Por lo demás, habla francés,
castellano, italiano de forma muy fluida. Y chapurrea el inglés con suficiencia
para entenderse con los hablantes de esa lengua. Por su infancia inestable y
nómada habla, también, Fulami, o Yoruba, o Igbo o Lingala, o una mezcla de
todas, la “koiné” imprescindible para los hombres a los que la necesidad o los
peligros obligaron a ignorar la línea imaginaria de las fronteras
en su tierra natal. Y, por costumbre, en el resto del mundo.
Se autoproclama técnico electrónico
y habrá que darle fe. Demostró habilidades en momentos puntuales. Seguramente
ningún papel lo certifica, pero hemos visto reportajes en los que los niños del
África mísera desmontan y reciclan la chatarra tecnológica que la Europa
satisfecha de su civilización y de sí misma les remite para evitar la
contaminación con los despojos del progreso.
Mi amigo Yoni dejó atrás su tierra y
a su familia numerosa cuando apenas despertó de la corta adolescencia de los
africanos pobres. Nunca habló demasiado de sí mismo, pero sabemos que huyó de
Senegal, de la violencia callejera, de la miseria permanente y del movimiento
independentista que incendiaba el sur
del país con la violencia terrible de las guerras civiles que dejaron atrás las
fronteras artificiales que trazó la colonización del hombre blanco.

→ ENTRADAS PROPORCIONADAS
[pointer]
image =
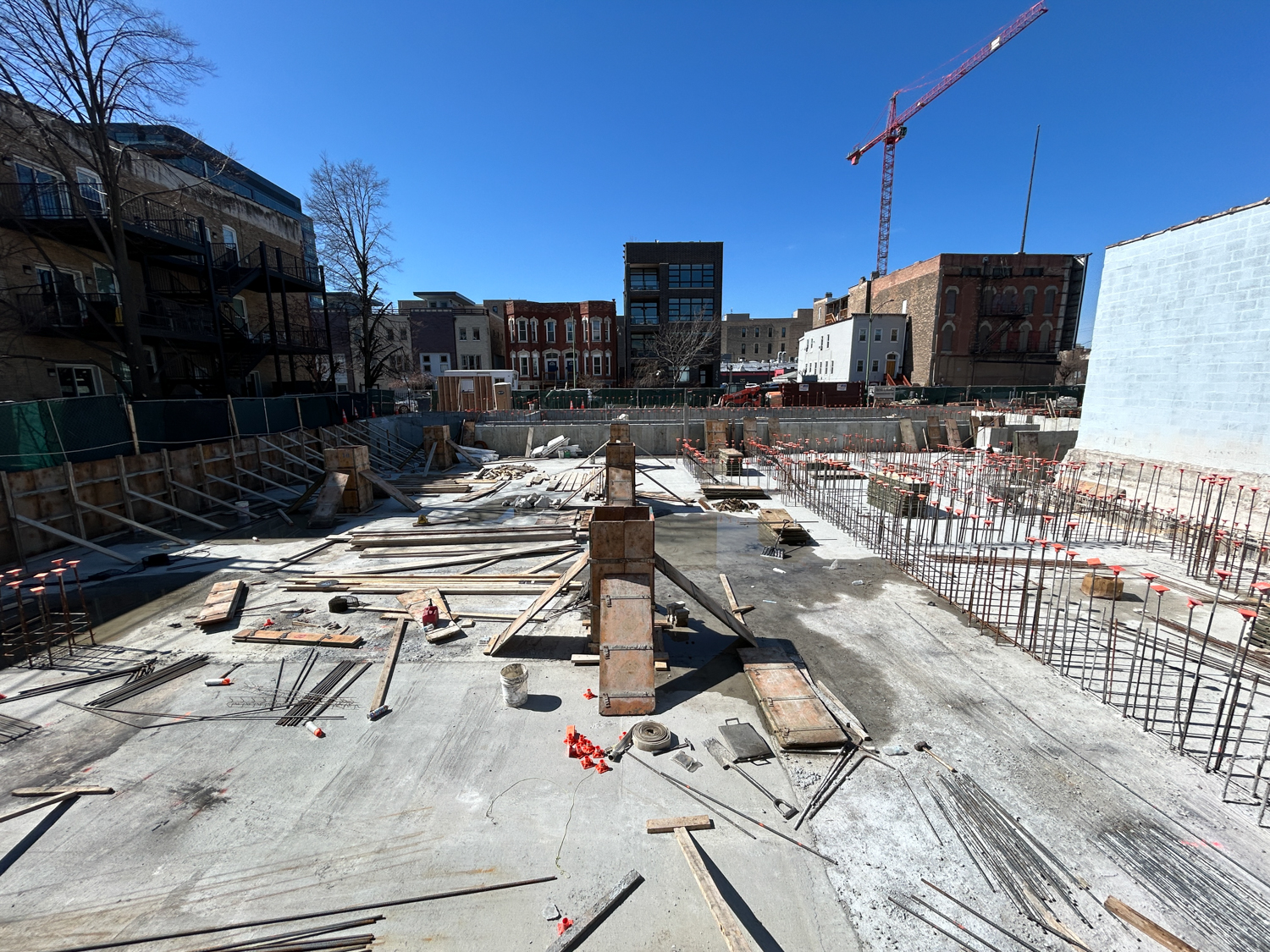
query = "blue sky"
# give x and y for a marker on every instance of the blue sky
(526, 142)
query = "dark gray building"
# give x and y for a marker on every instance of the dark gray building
(668, 284)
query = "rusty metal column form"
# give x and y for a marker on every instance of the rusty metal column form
(621, 607)
(620, 466)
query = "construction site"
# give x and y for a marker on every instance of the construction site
(886, 690)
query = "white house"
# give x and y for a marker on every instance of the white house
(864, 347)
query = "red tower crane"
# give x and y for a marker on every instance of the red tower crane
(896, 124)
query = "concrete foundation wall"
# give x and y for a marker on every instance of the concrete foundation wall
(1180, 348)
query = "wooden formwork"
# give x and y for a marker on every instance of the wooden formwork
(195, 487)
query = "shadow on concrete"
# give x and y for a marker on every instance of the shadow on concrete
(762, 938)
(543, 702)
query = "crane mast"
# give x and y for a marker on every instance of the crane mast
(897, 126)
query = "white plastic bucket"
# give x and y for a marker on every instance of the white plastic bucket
(516, 680)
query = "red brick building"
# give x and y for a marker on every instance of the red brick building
(558, 344)
(975, 319)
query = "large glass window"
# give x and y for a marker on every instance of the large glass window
(690, 309)
(691, 276)
(644, 279)
(643, 311)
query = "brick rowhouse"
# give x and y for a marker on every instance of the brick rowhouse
(977, 320)
(563, 343)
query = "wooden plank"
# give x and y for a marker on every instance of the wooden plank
(38, 805)
(318, 639)
(627, 683)
(599, 911)
(394, 493)
(329, 499)
(538, 603)
(223, 603)
(733, 934)
(705, 601)
(1143, 924)
(690, 823)
(792, 708)
(76, 540)
(381, 690)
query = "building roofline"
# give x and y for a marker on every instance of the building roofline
(1194, 221)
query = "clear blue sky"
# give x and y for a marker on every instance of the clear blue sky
(526, 142)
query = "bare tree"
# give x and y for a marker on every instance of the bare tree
(676, 350)
(347, 203)
(73, 68)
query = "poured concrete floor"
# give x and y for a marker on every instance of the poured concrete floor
(221, 822)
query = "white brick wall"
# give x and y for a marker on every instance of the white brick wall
(1180, 368)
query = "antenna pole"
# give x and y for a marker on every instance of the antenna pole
(1028, 206)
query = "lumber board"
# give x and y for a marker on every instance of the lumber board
(224, 602)
(790, 706)
(394, 493)
(703, 599)
(328, 499)
(1123, 911)
(671, 823)
(733, 934)
(381, 690)
(318, 639)
(587, 922)
(538, 603)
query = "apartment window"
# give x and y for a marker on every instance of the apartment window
(643, 279)
(643, 311)
(690, 309)
(79, 380)
(91, 190)
(691, 276)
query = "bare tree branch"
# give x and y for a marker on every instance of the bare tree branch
(347, 203)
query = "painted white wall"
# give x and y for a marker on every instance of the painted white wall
(836, 353)
(1180, 368)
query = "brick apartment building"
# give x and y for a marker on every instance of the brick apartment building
(975, 320)
(744, 338)
(228, 286)
(667, 283)
(558, 344)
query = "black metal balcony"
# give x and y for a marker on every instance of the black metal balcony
(66, 212)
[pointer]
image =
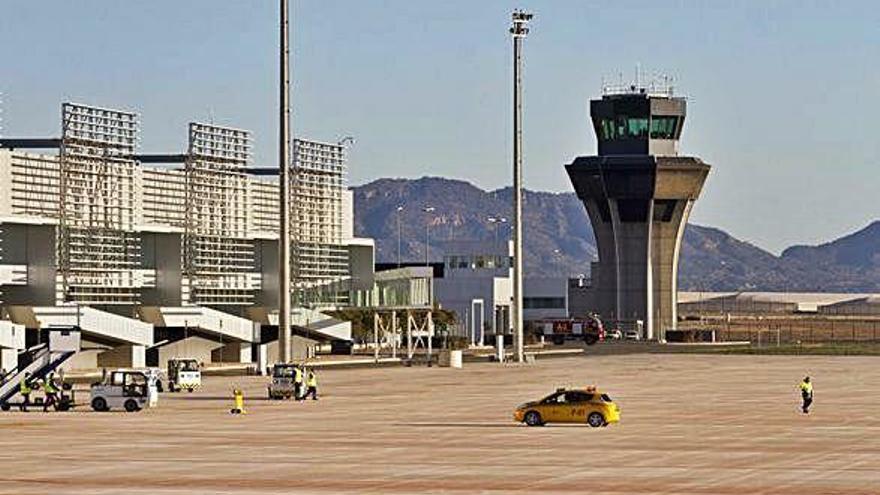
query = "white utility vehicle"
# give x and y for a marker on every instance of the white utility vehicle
(130, 390)
(183, 374)
(282, 386)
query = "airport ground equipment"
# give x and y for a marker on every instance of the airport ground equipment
(282, 386)
(131, 390)
(183, 374)
(40, 361)
(154, 376)
(589, 329)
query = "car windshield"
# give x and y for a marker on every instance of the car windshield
(578, 397)
(189, 366)
(283, 371)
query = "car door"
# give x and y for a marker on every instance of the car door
(553, 408)
(577, 406)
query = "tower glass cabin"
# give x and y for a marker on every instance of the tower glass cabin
(638, 193)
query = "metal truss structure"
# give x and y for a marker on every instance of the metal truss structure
(218, 253)
(98, 246)
(320, 260)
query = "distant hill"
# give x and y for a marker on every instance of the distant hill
(559, 240)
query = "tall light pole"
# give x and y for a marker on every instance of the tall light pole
(284, 186)
(427, 209)
(399, 212)
(519, 30)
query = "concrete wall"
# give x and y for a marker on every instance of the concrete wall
(34, 246)
(301, 349)
(545, 288)
(123, 356)
(161, 252)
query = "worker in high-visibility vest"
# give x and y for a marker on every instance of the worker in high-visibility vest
(238, 399)
(51, 393)
(25, 390)
(312, 385)
(297, 382)
(806, 387)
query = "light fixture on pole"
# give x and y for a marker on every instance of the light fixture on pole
(519, 30)
(427, 209)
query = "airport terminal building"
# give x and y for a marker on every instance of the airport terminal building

→ TAREAS POR REALIZAR
1 > Responde a estas preguntas sobre el texto acerca de Yoni:
(a) ¿Qué lenguas habla con mucha fluidez?
(b) ¿Qué oficio dice tener?
(c) ¿De qué país huyó?
2 > Enumera las lenguas africanas que se nombran en el texto sobre Yoni.
3 > Escribe la continuación del texto sobre Yoni a partir de donde termina.

→ SOLUCIONES
1 >
(a) Francés, castellano e italiano.
(b) Técnico electrónico.
(c) De Senegal.

2 > Fulami, Yoruba, Igbo y Lingala.

3 >
De su viaje cruzando los desiertos
africanos, de su aventura marítima hasta alcanzar Italia, podría escribirse una
odisea verdadera, mucho más dramática y peligrosa que el periplo marino de
aquel griego enamoradizo y astuto que ideó la treta para vencer a la
inexpugnable Troya.
Mi amigo Yoni es como una liebre.
Carece de papeles. Entre nosotros ha conocido ya la “trena”. Alguna vez fue
sorprendido en actividades atentatorias contra la propiedad intelectual, con un
macuto cargado de copias piratas de películas. De su última experiencia y de la
amenaza judicial de expatriación, si reincidía, salió ya reformado. Por lo que
sé, ahora se dedica a la venta callejera de imitaciones chinas del arte popular
africano.
No parece un oficio lucrativo. Pero
Yoni es orgulloso, altivo, noble. Hay días que apenas saca cinco euros para
comer un bocadillo. En momentos de mucha
necesidad recurre a los amigos. Pide prestado para pagar el alquiler del piso
compartido con un número de africanos
como él que se niega a concretar. Siempre devuelve los préstamos, poco a poco.
Aunque pasen meses, él no olvida sus deudas.
Yoni es un hombre pobre, pero no es
un mendigo. No acepta que nadie se apiade de su hambre. Difícilmente acepta
nunca una invitación en la barra del bar. Huye, en sentido literal, si media
ofrecimiento. Alguna vez he logrado que
aceptara el mío y me concedió la satisfacción de saciar su hambre para sentirme
mejor como persona.
Recuerdo un añonuevo. Hará quizá
tres años; probablemente, cuatro. Un grupo habitual de conocidos de barra de
bar a los que él frecuentaba nos propusimos hacer que él y sus compañeros de
piso tuvieran algo que celebrar aquella noche. Lo citamos. Habíamos comprado
una empanada gallega industrial, de proporciones considerables, una caja de
langostinos y algunas botellas de cava.
Yoni dudó bastante tiempo antes de
aceptar los regalos. Al fin los aceptó.
“Esperad aquí. Media hora” – nos
dijo.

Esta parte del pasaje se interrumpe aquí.